TASK REQUIREMENTS ▸
What is needed is an exact transcription of the listing, with the images removed.
────────────────
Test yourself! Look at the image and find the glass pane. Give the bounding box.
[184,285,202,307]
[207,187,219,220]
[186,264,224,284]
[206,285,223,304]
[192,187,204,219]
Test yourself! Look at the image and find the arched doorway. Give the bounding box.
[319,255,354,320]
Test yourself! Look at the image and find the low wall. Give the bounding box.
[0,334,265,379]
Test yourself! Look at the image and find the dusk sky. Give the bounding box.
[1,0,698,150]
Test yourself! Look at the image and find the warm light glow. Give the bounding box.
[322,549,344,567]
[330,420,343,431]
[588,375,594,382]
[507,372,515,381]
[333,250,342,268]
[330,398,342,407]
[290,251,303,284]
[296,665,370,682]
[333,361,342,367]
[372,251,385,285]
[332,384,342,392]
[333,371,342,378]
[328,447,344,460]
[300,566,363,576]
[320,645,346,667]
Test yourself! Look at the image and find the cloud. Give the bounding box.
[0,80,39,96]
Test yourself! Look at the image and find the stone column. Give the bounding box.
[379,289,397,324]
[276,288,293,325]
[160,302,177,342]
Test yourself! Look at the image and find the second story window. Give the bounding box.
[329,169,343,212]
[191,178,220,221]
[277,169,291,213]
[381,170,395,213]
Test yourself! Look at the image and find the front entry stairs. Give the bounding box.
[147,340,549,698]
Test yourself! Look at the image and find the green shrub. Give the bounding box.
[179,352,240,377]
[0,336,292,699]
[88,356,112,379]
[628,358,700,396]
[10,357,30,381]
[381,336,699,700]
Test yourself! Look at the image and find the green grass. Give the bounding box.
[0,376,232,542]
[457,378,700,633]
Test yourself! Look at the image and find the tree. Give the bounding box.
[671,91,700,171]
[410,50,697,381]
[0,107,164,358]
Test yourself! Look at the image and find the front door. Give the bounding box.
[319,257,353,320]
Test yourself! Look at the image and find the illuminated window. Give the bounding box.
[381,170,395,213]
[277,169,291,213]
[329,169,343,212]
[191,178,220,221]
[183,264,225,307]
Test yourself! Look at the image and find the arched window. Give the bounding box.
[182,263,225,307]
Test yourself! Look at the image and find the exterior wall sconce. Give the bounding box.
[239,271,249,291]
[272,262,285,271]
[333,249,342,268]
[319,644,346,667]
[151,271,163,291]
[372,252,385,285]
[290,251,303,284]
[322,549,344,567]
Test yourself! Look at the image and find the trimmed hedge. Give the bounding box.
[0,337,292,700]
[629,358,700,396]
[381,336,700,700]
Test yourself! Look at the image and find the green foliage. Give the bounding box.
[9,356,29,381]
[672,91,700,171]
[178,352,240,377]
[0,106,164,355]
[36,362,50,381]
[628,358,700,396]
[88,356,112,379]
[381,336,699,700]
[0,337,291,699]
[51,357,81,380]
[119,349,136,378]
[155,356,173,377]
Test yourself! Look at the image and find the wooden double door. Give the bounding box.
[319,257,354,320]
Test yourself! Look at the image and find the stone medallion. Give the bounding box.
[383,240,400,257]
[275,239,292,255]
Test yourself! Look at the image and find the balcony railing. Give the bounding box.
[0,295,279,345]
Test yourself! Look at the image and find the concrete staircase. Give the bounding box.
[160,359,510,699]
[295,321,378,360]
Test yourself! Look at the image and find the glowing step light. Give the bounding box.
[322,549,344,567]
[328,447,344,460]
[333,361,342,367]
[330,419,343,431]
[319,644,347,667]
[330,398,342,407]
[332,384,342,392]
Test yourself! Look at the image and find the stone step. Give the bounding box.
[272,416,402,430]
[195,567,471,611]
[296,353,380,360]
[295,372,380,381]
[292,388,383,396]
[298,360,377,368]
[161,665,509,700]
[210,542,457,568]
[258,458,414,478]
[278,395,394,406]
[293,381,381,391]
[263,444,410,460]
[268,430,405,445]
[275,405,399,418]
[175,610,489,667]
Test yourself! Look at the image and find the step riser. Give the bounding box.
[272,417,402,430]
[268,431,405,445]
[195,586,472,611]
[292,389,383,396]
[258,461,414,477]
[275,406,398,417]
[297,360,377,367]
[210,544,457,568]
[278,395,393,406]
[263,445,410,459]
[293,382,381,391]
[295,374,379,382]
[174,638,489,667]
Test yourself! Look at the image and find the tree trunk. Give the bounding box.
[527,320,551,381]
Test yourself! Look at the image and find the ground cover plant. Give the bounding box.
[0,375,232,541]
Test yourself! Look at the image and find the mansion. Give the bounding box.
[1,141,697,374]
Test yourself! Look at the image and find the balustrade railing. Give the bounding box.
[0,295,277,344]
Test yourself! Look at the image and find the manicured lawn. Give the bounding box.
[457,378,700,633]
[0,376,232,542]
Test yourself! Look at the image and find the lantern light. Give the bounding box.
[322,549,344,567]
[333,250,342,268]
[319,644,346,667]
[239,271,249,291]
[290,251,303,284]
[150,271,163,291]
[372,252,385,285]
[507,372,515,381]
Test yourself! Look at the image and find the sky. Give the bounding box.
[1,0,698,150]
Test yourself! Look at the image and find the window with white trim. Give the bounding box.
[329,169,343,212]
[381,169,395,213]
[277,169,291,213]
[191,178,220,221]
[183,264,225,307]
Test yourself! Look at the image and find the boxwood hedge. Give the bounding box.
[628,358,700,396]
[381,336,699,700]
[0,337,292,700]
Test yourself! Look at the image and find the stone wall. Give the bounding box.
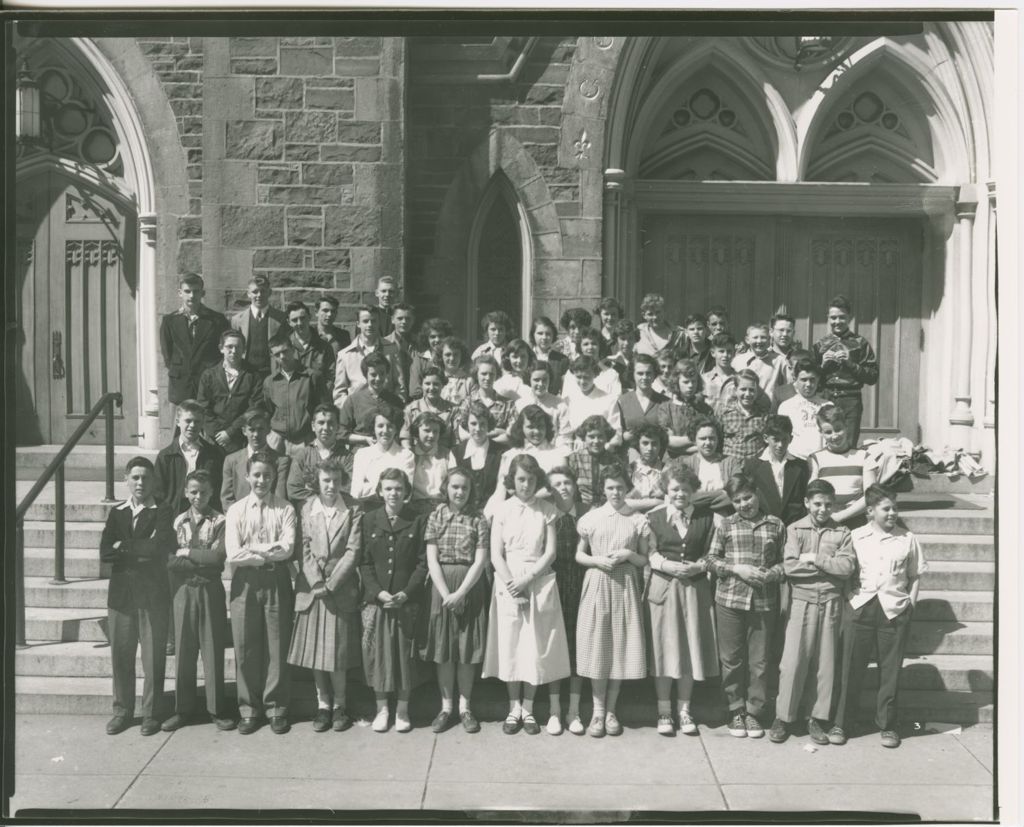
[138,36,405,326]
[406,36,603,339]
────────────────
RESULT ▸
Test yourself! Look at the image and find the glass pane. Give the bounding box.
[184,285,202,307]
[207,187,219,220]
[186,264,224,284]
[206,285,223,304]
[192,187,204,219]
Test yourself! Look at the image and find the arched doorway. Give the bounding box.
[319,255,354,320]
Test yourself! Look at the image and find the low wall. Give the bounding box.
[0,334,265,379]
Test yourself! Look at the image and find the dusk sky. Give the bounding box.
[1,0,698,150]
Test yourself! Look at the image and find the warm light glow. Give the bounding box.
[322,549,344,567]
[330,420,343,431]
[588,375,594,382]
[507,372,515,381]
[333,250,342,268]
[330,398,342,407]
[290,251,303,284]
[296,665,370,682]
[333,361,342,367]
[372,251,385,285]
[332,384,342,392]
[333,371,342,378]
[328,447,344,460]
[300,566,363,576]
[320,645,346,667]
Test yourself! Look at the image and find the cloud. Give the bounding box.
[0,80,39,96]
Test yourself! Look at the image and find the stone column. Give the bounding box.
[379,289,397,324]
[276,288,293,325]
[160,302,177,342]
Test yourself! Look at the image and find the second story window. Give the bounding box.
[329,169,343,212]
[191,178,220,221]
[277,169,291,213]
[381,170,395,213]
Test yourself! Look at the image and find the front entry stairs. Give the bounding box.
[147,340,549,698]
Test yourself! Look at the image and find the green shrub. Give the bounding box.
[179,352,240,377]
[0,336,292,699]
[88,356,112,379]
[628,358,700,396]
[10,357,30,381]
[381,336,699,700]
Test yourself! Look at the image and find the green grass. Give the bounding box.
[0,376,232,542]
[457,378,700,633]
Test yourself! Look at the image and find the tree. Give the bounding box.
[671,91,700,171]
[410,50,697,381]
[0,107,164,358]
Test yourself! Look at the image and find the front door. Give the bounding box.
[319,257,353,320]
Test yourself! Look at the image and find the illuminated window. Give the bounding box.
[381,170,395,213]
[277,169,291,213]
[329,169,343,212]
[191,178,220,221]
[183,264,225,307]
Test yourself! Look at the image and find the arched window. Give the bounding box.
[182,263,225,307]
Test yourself! Look at the image and find the exterior wall sconce. Give the bounding box.
[239,271,249,291]
[272,262,285,271]
[333,249,342,268]
[319,644,346,667]
[151,271,163,291]
[372,252,385,285]
[290,251,303,284]
[322,549,344,567]
Test yourself! Look at the image and find the trimmed hedge. Give the bounding box.
[0,337,292,700]
[629,358,700,396]
[381,336,700,700]
Test yourself! Look at the image and find the green foliage. Give the bounding box.
[9,356,29,381]
[672,91,700,171]
[178,352,240,377]
[0,106,164,355]
[36,362,50,381]
[628,358,700,396]
[88,356,112,379]
[381,336,699,700]
[0,337,291,699]
[51,357,81,380]
[119,349,136,378]
[155,356,173,377]
Test yourself! Look at the image and find the wooden double door. Give the bounding box.
[319,257,354,320]
Test yourself! Look at the image and find the stone medallion. Give the bounding box.
[383,240,400,257]
[275,239,292,255]
Test yourself! Look at the image and find the balcony railing. Give the bounding box.
[0,295,279,345]
Test yourself! Look at the image and find the concrete staircase. Give the bounding box.
[160,359,510,699]
[295,321,378,360]
Test yourself! Look at the image and find the glowing step light. Give the bounding box.
[322,549,344,567]
[328,447,344,460]
[333,361,342,367]
[330,419,343,431]
[319,644,347,667]
[330,398,342,407]
[332,384,342,392]
Test yourself! Look at the image and find the stone step. Give the bounding box.
[272,416,402,430]
[195,567,471,611]
[296,353,380,360]
[295,372,380,381]
[292,388,383,396]
[298,360,377,368]
[161,665,509,700]
[210,542,457,568]
[258,458,414,478]
[278,395,394,406]
[293,381,381,391]
[263,444,410,460]
[268,430,405,445]
[275,405,399,418]
[175,610,489,667]
Test yourself! Look at the image and find the step riser. Give the bounding box.
[272,417,402,430]
[268,431,405,445]
[195,586,472,611]
[292,389,383,396]
[258,461,414,477]
[275,406,398,417]
[297,360,377,367]
[210,544,457,568]
[278,395,393,406]
[263,445,410,459]
[293,382,381,391]
[295,374,379,382]
[174,638,489,667]
Test yourself! Look at the image and find the tree trunk. Give the bounding box.
[527,320,551,381]
Test yourself! Look at the image and find the ground cover plant. Give the bounding box.
[0,375,232,541]
Test yourself! Look at the image and find the mansion. Give the bounding box.
[1,141,697,374]
Test yourself! Look at the image and find the balustrade railing. Give the bounding box.
[0,295,277,344]
Test yourself! Look at the image and find the manicured lawn. Give the bounding box.
[457,378,700,633]
[0,376,232,542]
Test yourself! Look at the image and find the lantern light. Give the bounding box.
[322,549,344,567]
[333,250,342,268]
[319,644,346,667]
[239,271,249,291]
[290,251,303,284]
[150,271,163,291]
[372,252,385,285]
[507,372,515,381]
Test yourself! Look at the image and find the sky. Give the bounding box.
[1,0,698,150]
Test yourself! Look at the image and find the window with white trim. Give the bounding box.
[329,169,343,212]
[381,169,395,213]
[277,169,291,213]
[191,178,220,221]
[183,264,225,307]
Test yourself! Look at the image and find the boxwood hedge. Give the bounding box.
[628,358,700,396]
[381,336,699,700]
[0,337,292,700]
Test yourself! Look at the image and find the stone wall. Give the bounding box.
[138,36,405,326]
[406,36,603,339]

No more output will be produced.